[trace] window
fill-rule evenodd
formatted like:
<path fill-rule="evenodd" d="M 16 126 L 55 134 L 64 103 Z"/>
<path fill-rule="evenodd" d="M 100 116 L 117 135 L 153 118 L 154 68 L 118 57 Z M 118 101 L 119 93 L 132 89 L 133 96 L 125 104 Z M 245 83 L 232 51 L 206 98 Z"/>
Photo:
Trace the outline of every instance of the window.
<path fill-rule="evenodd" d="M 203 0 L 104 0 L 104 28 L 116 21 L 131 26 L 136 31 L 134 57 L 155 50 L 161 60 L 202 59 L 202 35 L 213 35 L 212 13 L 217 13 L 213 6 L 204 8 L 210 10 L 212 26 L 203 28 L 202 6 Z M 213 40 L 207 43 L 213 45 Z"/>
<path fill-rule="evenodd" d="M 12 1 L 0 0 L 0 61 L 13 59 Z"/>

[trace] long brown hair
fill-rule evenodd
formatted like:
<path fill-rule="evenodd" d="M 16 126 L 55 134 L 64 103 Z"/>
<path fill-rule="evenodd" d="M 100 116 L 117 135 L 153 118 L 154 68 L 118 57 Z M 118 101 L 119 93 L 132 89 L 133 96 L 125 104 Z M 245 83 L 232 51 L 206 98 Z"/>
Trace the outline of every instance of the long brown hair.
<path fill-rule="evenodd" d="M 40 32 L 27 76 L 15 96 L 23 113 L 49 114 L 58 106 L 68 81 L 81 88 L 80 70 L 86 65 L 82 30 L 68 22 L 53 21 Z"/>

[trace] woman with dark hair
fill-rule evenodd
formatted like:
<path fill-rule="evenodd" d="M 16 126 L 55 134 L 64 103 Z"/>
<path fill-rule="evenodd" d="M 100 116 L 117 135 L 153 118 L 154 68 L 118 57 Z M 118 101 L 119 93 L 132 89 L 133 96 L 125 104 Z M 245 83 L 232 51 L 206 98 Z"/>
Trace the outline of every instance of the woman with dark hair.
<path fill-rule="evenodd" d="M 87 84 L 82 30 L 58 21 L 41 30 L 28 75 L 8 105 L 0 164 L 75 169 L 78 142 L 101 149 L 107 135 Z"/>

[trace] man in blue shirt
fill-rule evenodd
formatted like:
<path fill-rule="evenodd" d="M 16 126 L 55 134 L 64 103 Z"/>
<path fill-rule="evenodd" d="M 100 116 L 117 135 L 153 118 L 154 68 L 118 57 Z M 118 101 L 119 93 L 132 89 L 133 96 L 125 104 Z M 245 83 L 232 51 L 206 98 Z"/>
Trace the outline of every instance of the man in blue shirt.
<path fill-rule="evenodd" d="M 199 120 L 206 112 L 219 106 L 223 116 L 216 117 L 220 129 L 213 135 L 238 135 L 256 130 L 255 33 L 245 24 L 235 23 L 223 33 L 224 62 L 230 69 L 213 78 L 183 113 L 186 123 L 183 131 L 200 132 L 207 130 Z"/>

EXERCISE PROMPT → Reproduce only the records from the line containing "[trace] long brown hair" up to and including the line containing "105 L 0 164", with every "woman with dark hair" changed to "dark-haired woman" and all else left as is.

RESPONSE FOR THIS EXERCISE →
[trace] long brown hair
fill-rule evenodd
formatted like:
<path fill-rule="evenodd" d="M 16 126 L 55 134 L 64 103 Z"/>
<path fill-rule="evenodd" d="M 100 116 L 117 135 L 153 118 L 154 68 L 118 57 Z M 118 101 L 119 93 L 132 89 L 133 96 L 125 104 Z M 245 83 L 232 51 L 206 98 Z"/>
Trace the outline of every instance of the long brown hair.
<path fill-rule="evenodd" d="M 40 32 L 27 76 L 15 96 L 23 113 L 49 114 L 58 106 L 68 81 L 81 88 L 80 70 L 86 65 L 82 30 L 68 22 L 53 21 Z"/>

[trace] dark-haired woman
fill-rule evenodd
formatted like:
<path fill-rule="evenodd" d="M 16 126 L 55 134 L 64 103 Z"/>
<path fill-rule="evenodd" d="M 100 116 L 117 135 L 153 118 L 154 68 L 118 57 Z M 118 101 L 119 93 L 132 89 L 133 96 L 125 104 Z M 245 83 L 232 51 L 206 98 Z"/>
Trace the outline of every instance of the dark-haired woman.
<path fill-rule="evenodd" d="M 87 84 L 82 30 L 58 21 L 41 30 L 28 75 L 8 105 L 0 164 L 75 169 L 78 142 L 101 149 L 107 135 Z"/>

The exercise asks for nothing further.